Extract every line of the records below verbatim, leaving out the pictures.

-- START OF Extracted records --

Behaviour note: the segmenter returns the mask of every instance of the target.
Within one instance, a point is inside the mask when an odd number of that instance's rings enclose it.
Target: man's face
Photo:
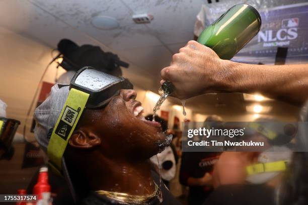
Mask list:
[[[101,138],[104,154],[146,159],[162,151],[166,135],[159,123],[145,120],[136,95],[133,90],[121,90],[106,108],[87,110],[86,119],[91,122],[86,123]]]

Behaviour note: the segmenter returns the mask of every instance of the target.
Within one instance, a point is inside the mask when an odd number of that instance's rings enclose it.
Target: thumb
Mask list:
[[[170,69],[171,67],[168,66],[163,68],[161,71],[161,76],[163,79],[165,80],[169,80],[170,79]]]

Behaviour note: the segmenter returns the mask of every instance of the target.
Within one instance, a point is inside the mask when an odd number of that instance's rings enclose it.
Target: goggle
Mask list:
[[[95,109],[106,106],[121,89],[133,89],[133,85],[123,77],[117,77],[85,67],[79,70],[70,81],[69,89],[89,94],[86,107]]]
[[[116,77],[85,67],[73,77],[66,101],[54,128],[47,148],[49,164],[61,173],[62,157],[69,138],[85,108],[106,106],[122,89],[132,89],[132,84],[122,77]]]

-- END OF Extracted records --

▶ [Written solution]
Behaviour note: the segmenter returns the mask of every instance of the target.
Within one instance, a point is inside the mask when an odd number of that instance's rings enclose it.
Target: man's face
Photo:
Mask list:
[[[101,138],[104,154],[146,159],[162,151],[166,135],[159,123],[145,120],[136,95],[133,90],[121,90],[106,108],[87,110],[86,119],[91,122],[86,123]]]

Behaviour note: the segmenter returns the mask of every instance of the target.
Within one instance, a point is inside the mask when an odd number of that instance's rings enclose it.
Target: thumb
Mask list:
[[[170,69],[171,67],[168,66],[163,68],[161,71],[161,76],[163,79],[165,80],[169,80],[170,79]]]

Behaviour note: the segmenter returns the mask of every instance of the target.
Within one instance, a point is inside the mask when an odd number of that instance's rings enclose it.
Target: goggle
Mask list:
[[[95,109],[106,106],[121,89],[133,89],[133,85],[123,77],[117,77],[85,67],[79,70],[70,81],[69,89],[89,94],[86,107]]]
[[[116,77],[85,67],[73,77],[66,101],[54,128],[47,148],[49,164],[61,173],[62,157],[69,138],[85,108],[106,106],[122,89],[132,89],[132,84],[122,77]]]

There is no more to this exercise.